-- Start --
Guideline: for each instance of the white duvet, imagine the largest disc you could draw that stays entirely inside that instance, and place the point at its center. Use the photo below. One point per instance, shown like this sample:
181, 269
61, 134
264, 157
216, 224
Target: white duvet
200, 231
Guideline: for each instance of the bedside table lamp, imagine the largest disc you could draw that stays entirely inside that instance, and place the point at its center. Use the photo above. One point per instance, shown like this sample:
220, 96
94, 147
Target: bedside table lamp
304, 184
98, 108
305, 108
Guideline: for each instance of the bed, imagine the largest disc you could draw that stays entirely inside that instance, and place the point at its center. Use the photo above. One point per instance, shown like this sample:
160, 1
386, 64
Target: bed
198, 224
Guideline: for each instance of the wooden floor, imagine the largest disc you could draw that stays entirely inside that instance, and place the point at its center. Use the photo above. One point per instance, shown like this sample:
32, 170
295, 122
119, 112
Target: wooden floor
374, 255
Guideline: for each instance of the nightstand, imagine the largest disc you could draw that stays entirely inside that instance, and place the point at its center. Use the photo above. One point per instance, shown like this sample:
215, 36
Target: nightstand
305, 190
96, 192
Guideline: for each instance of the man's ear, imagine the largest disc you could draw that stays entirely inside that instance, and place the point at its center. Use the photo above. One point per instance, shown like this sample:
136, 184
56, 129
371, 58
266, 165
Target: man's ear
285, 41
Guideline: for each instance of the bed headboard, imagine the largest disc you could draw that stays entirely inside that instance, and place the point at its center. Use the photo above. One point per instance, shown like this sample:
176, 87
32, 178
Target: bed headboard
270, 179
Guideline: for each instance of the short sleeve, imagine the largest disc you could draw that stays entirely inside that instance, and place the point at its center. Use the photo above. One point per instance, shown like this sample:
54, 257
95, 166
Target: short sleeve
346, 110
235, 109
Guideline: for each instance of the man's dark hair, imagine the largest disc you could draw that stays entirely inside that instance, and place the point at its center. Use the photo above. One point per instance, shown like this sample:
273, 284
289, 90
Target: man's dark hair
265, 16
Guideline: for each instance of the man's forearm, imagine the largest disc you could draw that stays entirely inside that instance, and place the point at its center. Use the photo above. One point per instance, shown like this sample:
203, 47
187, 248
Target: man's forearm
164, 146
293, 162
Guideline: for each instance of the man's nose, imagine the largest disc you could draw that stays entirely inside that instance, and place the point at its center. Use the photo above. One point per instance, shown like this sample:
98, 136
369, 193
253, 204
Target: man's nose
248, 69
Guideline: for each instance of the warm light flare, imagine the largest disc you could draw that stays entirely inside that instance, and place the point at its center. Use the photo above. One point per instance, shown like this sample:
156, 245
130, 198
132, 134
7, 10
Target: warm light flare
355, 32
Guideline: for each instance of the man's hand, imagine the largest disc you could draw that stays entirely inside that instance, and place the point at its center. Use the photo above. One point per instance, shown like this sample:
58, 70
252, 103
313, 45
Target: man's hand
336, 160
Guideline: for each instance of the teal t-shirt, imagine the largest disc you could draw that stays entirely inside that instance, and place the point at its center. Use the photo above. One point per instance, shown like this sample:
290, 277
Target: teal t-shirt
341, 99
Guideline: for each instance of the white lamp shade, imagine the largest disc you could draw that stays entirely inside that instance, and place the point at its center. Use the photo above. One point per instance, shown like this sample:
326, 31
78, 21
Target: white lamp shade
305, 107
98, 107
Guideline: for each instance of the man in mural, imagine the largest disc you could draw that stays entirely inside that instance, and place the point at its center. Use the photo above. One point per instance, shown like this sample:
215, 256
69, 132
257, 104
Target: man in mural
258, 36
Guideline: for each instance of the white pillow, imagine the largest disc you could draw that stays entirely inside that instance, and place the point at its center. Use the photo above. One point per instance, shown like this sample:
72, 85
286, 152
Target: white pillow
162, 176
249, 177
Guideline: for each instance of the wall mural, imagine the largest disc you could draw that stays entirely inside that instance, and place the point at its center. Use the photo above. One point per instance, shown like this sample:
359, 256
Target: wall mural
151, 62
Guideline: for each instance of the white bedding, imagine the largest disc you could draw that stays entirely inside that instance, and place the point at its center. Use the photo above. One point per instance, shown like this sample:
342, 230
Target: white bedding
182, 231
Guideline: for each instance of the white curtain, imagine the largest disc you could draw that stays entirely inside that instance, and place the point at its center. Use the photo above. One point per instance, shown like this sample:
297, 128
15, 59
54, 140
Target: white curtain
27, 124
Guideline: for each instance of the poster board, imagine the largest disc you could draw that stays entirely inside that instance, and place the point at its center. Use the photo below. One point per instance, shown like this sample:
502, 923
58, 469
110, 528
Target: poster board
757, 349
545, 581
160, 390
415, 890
-- End --
WHAT YOU ARE ASKED TO DO:
Rewrite the data starting at its first line and ending at the line that contains "Target: white duvet", replacing "largest disc" with "biggest circle" and leaving everything else unchanged. Return only those lines.

REPLY TO THE TASK:
Guideline: for each instance of the white duvet, imagine the biggest circle you could draw that stays entirely inside that instance, and place the point at its center. Use the photo below. One point per instance, shown like this sample:
181, 269
61, 134
264, 157
216, 224
Target: white duvet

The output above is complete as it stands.